## Work order
Write out each record again exactly as it stands.

(Segmentation mask data)
^^^^

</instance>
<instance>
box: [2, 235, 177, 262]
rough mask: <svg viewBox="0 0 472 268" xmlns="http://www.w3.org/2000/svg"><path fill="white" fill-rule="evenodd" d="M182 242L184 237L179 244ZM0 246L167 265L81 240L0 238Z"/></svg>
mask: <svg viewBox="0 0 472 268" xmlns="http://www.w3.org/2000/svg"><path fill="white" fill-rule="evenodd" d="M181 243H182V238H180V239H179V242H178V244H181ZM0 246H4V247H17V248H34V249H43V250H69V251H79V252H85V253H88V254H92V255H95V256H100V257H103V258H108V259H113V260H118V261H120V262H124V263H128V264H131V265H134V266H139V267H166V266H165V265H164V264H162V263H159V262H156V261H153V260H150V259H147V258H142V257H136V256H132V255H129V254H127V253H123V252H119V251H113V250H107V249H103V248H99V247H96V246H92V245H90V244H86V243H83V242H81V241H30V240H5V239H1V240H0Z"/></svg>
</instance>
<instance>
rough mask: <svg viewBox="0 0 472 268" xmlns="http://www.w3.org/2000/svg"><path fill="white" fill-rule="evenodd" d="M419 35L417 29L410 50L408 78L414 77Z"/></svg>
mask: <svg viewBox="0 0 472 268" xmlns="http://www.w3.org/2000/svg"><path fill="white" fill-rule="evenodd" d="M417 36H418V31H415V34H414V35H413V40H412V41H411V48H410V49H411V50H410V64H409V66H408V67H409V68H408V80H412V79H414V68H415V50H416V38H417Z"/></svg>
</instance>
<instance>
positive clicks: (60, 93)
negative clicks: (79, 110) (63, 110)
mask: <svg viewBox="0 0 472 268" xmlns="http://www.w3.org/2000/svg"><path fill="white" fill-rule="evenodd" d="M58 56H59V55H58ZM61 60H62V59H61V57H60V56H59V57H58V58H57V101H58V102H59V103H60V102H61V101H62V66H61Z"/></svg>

^^^^

## Solution to the problem
</instance>
<instance>
box: [2, 235, 177, 262]
rough mask: <svg viewBox="0 0 472 268" xmlns="http://www.w3.org/2000/svg"><path fill="white" fill-rule="evenodd" d="M182 242L184 237L179 244ZM0 246L167 265L81 240L0 238Z"/></svg>
mask: <svg viewBox="0 0 472 268" xmlns="http://www.w3.org/2000/svg"><path fill="white" fill-rule="evenodd" d="M181 243H182V238H180V239H179V242H178V244H181ZM0 246H4V247H17V248H34V249H43V250H69V251H79V252H85V253H88V254H92V255H95V256H100V257H103V258H108V259H113V260H118V261H120V262H124V263H128V264H131V265H134V266H139V267H166V266H165V265H164V264H162V263H159V262H156V261H153V260H150V259H147V258H142V257H136V256H132V255H129V254H127V253H123V252H119V251H113V250H107V249H103V248H99V247H96V246H92V245H90V244H86V243H83V242H81V241H30V240H5V239H1V240H0Z"/></svg>
</instance>
<instance>
rough mask: <svg viewBox="0 0 472 268" xmlns="http://www.w3.org/2000/svg"><path fill="white" fill-rule="evenodd" d="M419 35L417 29L410 50L408 78L414 77Z"/></svg>
mask: <svg viewBox="0 0 472 268" xmlns="http://www.w3.org/2000/svg"><path fill="white" fill-rule="evenodd" d="M417 36H418V31H415V34H414V35H413V40H412V41H411V48H410V49H411V50H410V64H409V66H408V67H409V68H408V80H412V79H414V68H415V50H416V38H417Z"/></svg>
</instance>
<instance>
positive clicks: (60, 93)
negative clicks: (79, 110) (63, 110)
mask: <svg viewBox="0 0 472 268" xmlns="http://www.w3.org/2000/svg"><path fill="white" fill-rule="evenodd" d="M58 56H59V55H58ZM61 60H62V59H61V57H60V56H59V57H58V58H57V101H58V102H59V103H60V102H61V101H62V66H61Z"/></svg>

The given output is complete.